◆ Task requirements ◆
• A. In the post about making tamales, rewrite the paragraph beginning "My husband doesn't like tamales fresh from the steamer" as a short bulleted list that keeps its main facts.
• B. According to the post about making tamales, what does a bag of dried corn husks cost at the writer's local Mexican store?

◆ Text section ◆
· · · ·

Since I’ve been talking about the tamales we made last Sunday (yep, the ones we ate all week long)… I thought I would post a rather unhelpful overview of the tamale creation process, not because I want to be unhelpful, but because I still don’t know what goes into half the stuff. 😉 I’m still just a fake Mexican, (even if it is only by marriage).
It takes a brave soul (or having a husband whose favorite food is tamales) to tackle tamales… of course, you can always do what I did, and invite your sisters over to ‘learn,’ which speeds things up considerably. 🙂
You already heard about these marvelous (if quite spicy) Muenster cheese and jalapeño tamales, if you saw my Jalapeño Chicken post. I made them again in this batch (first time being at our friends’).
I also made some pork and mole (MOH-lay, not the subterranean creature creating bumps in the lawn) tamales. When my husband told his mother I was going to make tamales, she sent over some magical mole mix (dark red and crumbly – mix it with water and presto! Mole!). I still don’t know what’s in mole, other than “spices,” (so says my husband) — I read something the other day that makes me think it’s red chile sauce, but I’m not 100% sure that’s the same thing 😛 Anyway, apparently, you can buy a similar magical mole mix at a Mexican store.
My husband doesn’t like tamales fresh from the steamer. He prefers to let them go cold (or wait a day), then he toasts them (I call it burning, since they’re ‘not toasted’ until they’re black 😉 ). That was our dinner four nights last week. Tamales, anybody?
Prep time: A couple hours, or more (depending how many helpers you have — it goes faster with an assembly line… or at least more than one person spreading masa on husks)
Cook time: 40-80 minutes
For our amount:
- Dried corn husks, 1/2 package (see your local Mexican store for these — at ours, they are $4.99 for a bag, which, if you’re not a big or Mexican family, will last you… a while.)
- Masa, about 5 lbs (also sold pre-made at the Mexican store)
- If you prefer, my friend made the masa herself, using…
- 32oz bag of Instant Corn Masa
- 1/2 – 1 tub of lard
- Knead lard and instant masa together. Add a couple pinches of salt and sprinkles of chili powder (sorry, like I said… unhelpful 😉 ). Add water, as needed, to thin it. She told me that if you drop a little piece of the masa [dough] in a glass of water and it floats, you have enough lard. The masa should end up spreadable (she likened it to peanut butter, but my mother-in-law’s masa is definitely not that thin).

· · · ·

◆ Supplied records ◆
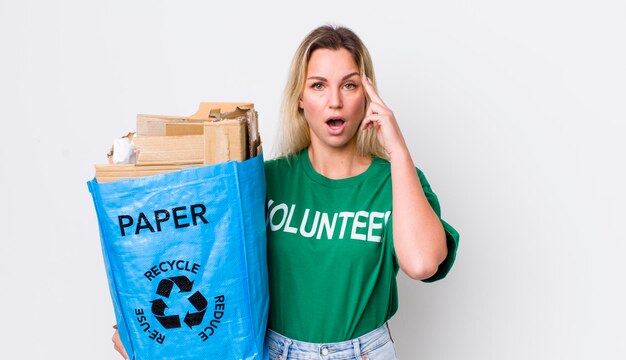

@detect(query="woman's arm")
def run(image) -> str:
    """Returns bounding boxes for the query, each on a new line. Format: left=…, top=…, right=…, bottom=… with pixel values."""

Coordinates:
left=362, top=76, right=448, bottom=280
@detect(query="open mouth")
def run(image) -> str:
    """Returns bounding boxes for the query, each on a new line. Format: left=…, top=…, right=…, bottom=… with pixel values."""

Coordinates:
left=326, top=118, right=346, bottom=129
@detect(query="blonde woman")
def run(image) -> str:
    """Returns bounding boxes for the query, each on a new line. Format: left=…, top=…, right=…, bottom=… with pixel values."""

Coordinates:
left=265, top=26, right=458, bottom=360
left=114, top=26, right=458, bottom=360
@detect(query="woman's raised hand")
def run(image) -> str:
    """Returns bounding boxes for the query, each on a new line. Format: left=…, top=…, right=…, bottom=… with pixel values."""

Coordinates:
left=111, top=325, right=128, bottom=360
left=361, top=74, right=407, bottom=159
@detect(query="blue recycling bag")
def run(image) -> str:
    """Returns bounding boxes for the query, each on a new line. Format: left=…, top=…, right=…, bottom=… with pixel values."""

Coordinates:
left=87, top=155, right=269, bottom=360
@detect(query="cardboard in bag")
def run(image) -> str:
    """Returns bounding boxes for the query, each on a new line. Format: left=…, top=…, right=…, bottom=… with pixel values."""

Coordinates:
left=96, top=102, right=262, bottom=182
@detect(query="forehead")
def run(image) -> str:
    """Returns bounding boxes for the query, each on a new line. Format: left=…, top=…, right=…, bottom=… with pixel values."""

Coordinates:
left=307, top=48, right=359, bottom=77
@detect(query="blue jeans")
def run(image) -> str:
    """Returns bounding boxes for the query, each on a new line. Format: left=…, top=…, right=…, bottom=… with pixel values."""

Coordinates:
left=265, top=324, right=397, bottom=360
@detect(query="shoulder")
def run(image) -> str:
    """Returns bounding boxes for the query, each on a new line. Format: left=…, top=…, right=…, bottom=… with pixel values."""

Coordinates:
left=265, top=155, right=298, bottom=177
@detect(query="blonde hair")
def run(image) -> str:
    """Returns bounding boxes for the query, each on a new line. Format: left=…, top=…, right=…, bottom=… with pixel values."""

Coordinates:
left=277, top=25, right=387, bottom=158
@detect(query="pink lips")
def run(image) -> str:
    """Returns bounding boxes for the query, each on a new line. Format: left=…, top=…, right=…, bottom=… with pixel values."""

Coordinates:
left=326, top=118, right=346, bottom=135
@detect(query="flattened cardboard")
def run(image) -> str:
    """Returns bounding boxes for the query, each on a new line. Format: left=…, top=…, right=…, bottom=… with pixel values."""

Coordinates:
left=96, top=102, right=262, bottom=182
left=133, top=135, right=205, bottom=165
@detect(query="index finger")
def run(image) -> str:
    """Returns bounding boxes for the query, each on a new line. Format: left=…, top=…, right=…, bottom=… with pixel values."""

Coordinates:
left=361, top=73, right=385, bottom=105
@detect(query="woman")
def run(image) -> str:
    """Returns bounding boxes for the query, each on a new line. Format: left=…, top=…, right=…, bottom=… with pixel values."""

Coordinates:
left=114, top=26, right=458, bottom=360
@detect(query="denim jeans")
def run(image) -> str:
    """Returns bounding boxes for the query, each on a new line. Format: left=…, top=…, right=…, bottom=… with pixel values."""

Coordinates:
left=265, top=324, right=397, bottom=360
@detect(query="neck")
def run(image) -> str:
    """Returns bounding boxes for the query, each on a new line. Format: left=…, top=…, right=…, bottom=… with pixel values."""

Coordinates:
left=307, top=144, right=372, bottom=180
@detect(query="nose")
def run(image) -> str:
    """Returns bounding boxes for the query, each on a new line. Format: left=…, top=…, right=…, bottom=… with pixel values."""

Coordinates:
left=328, top=88, right=343, bottom=109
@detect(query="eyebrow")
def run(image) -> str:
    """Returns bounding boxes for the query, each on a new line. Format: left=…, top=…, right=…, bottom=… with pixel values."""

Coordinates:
left=307, top=71, right=359, bottom=81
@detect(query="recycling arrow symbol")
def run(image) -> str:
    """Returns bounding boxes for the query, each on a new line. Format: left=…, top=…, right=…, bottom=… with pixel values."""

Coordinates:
left=151, top=276, right=208, bottom=329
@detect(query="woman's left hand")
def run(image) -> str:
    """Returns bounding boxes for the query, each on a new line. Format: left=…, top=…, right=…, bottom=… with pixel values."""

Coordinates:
left=361, top=74, right=407, bottom=158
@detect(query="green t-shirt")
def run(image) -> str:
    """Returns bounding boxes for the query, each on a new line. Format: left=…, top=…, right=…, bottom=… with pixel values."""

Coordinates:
left=265, top=149, right=458, bottom=343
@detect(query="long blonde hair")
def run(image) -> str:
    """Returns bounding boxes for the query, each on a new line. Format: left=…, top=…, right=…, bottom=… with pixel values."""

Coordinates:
left=277, top=25, right=387, bottom=158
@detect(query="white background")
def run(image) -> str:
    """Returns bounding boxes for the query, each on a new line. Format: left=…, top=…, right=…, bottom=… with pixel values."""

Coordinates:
left=0, top=0, right=626, bottom=360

· · · ·

◆ Task-by-task answers ◆
• A.
- The husband doesn't like tamales fresh from the steamer.
- He lets them go cold or waits a day, then toasts them until they're black, which the writer calls burning.
- Tamales were dinner four nights last week.

• B. $4.99